## REQUEST
Reproduce every line of the items below, requests included, but shift each bounding-box coordinate in the answers by -75. Leave the pictures out of your output.

## DATA RECORDS
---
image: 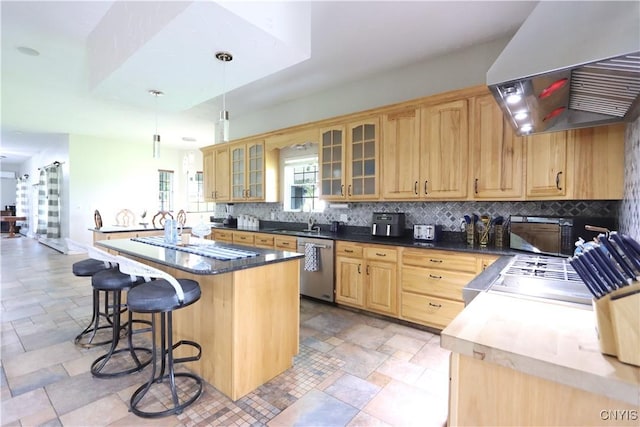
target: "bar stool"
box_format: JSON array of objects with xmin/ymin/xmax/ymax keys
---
[
  {"xmin": 116, "ymin": 256, "xmax": 202, "ymax": 418},
  {"xmin": 88, "ymin": 247, "xmax": 151, "ymax": 378},
  {"xmin": 65, "ymin": 238, "xmax": 114, "ymax": 348}
]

## RESPONSE BELOW
---
image: 
target: "bar stool"
box_format: JSON array of objects with xmin/ymin/xmax/ymax keys
---
[
  {"xmin": 41, "ymin": 181, "xmax": 127, "ymax": 343},
  {"xmin": 13, "ymin": 172, "xmax": 76, "ymax": 303},
  {"xmin": -10, "ymin": 163, "xmax": 39, "ymax": 273}
]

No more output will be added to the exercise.